Short problem:
Rewrite every line of the material below as a numbered list, skipping any blank lines. Leave the pictures out of your answer.

Rows from a pointing dataset:
+ + + +
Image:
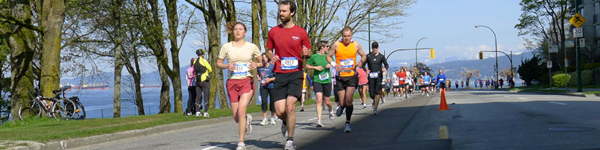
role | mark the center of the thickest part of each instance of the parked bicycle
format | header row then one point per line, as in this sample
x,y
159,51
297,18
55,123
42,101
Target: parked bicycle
x,y
57,107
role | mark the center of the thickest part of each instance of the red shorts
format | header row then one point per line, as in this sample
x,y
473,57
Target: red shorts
x,y
237,87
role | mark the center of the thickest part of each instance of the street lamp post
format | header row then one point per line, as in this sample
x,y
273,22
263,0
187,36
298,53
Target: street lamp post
x,y
416,58
496,46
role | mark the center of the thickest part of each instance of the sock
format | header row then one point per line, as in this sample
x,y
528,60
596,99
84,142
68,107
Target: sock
x,y
349,112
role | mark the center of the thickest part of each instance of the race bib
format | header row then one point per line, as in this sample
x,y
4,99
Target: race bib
x,y
241,69
373,74
289,63
323,76
347,63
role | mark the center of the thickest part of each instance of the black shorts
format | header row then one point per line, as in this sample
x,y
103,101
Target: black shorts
x,y
375,85
442,84
324,88
343,82
288,84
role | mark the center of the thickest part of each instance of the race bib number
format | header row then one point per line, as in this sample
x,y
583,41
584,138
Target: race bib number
x,y
323,76
373,74
289,63
240,70
347,63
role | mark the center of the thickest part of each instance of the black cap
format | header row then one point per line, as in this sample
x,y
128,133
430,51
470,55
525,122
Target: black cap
x,y
375,45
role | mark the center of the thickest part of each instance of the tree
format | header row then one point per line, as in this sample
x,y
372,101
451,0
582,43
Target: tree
x,y
544,20
469,73
17,27
531,69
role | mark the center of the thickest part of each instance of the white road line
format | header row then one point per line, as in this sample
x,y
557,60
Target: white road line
+ + + +
Answer to the exercise:
1. Image:
2. role | mark the center of the thickest part of each instance of the parked bicycle
3. format | header row then one point per line, as in this sample
4. x,y
5. 159,51
6. 297,18
7. 55,123
8. 42,101
9. Target: parked bicycle
10. x,y
11. 57,107
12. role | mark the center of the thickest part of each instance of the red shorts
13. format | header row then one point per line, as in this sample
14. x,y
15. 473,57
16. Target: red shorts
17. x,y
18. 237,87
19. role | mark the center of the thickest part of each instance of the street lamp post
20. format | header row then one point per line, as in this sample
21. x,y
22. 273,22
23. 263,0
24. 187,36
25. 298,53
26. Target: street lamp post
27. x,y
28. 416,58
29. 496,46
30. role | mark the center of the thickest part of each instance of the sock
31. format | header row then one point per line, as in this sample
32. x,y
33. 528,60
34. 596,99
35. 84,142
36. 68,107
37. Target: sock
38. x,y
39. 349,112
40. role | mark the center of the thickest part of each instance of the race bib
41. format | header row then one point per line, as in this sample
42. x,y
43. 4,99
44. Target: race bib
45. x,y
46. 241,69
47. 373,74
48. 289,63
49. 323,76
50. 347,63
51. role | mark the center of the thickest part of each instance of the black shorts
52. format | header row then one point per line, as in this sample
53. x,y
54. 103,101
55. Target: black shorts
56. x,y
57. 375,85
58. 442,84
59. 324,88
60. 343,82
61. 288,84
62. role | mark the center of the thickest part of each instance of the race bib number
63. format | header row then one point per line, as in this sample
64. x,y
65. 583,41
66. 584,138
67. Target: race bib number
68. x,y
69. 323,76
70. 373,74
71. 289,63
72. 240,70
73. 347,63
74. role | mark the center of the thickest part of each instance of the black cap
75. format | header row then one point per line, as in this sample
76. x,y
77. 128,133
78. 430,51
79. 470,55
80. 525,122
81. Target: black cap
82. x,y
83. 375,45
84. role | mark the center of the thickest part of each instance of the tree
85. format | header row then one point per line, as in this sample
86. x,y
87. 372,101
88. 451,0
89. 582,43
90. Target: tree
91. x,y
92. 544,20
93. 469,73
94. 17,27
95. 531,69
96. role | mark the center of the thickest part of each instance of the white road line
97. format | header row then one point per line, as in this sample
98. x,y
99. 557,60
100. Target: white road line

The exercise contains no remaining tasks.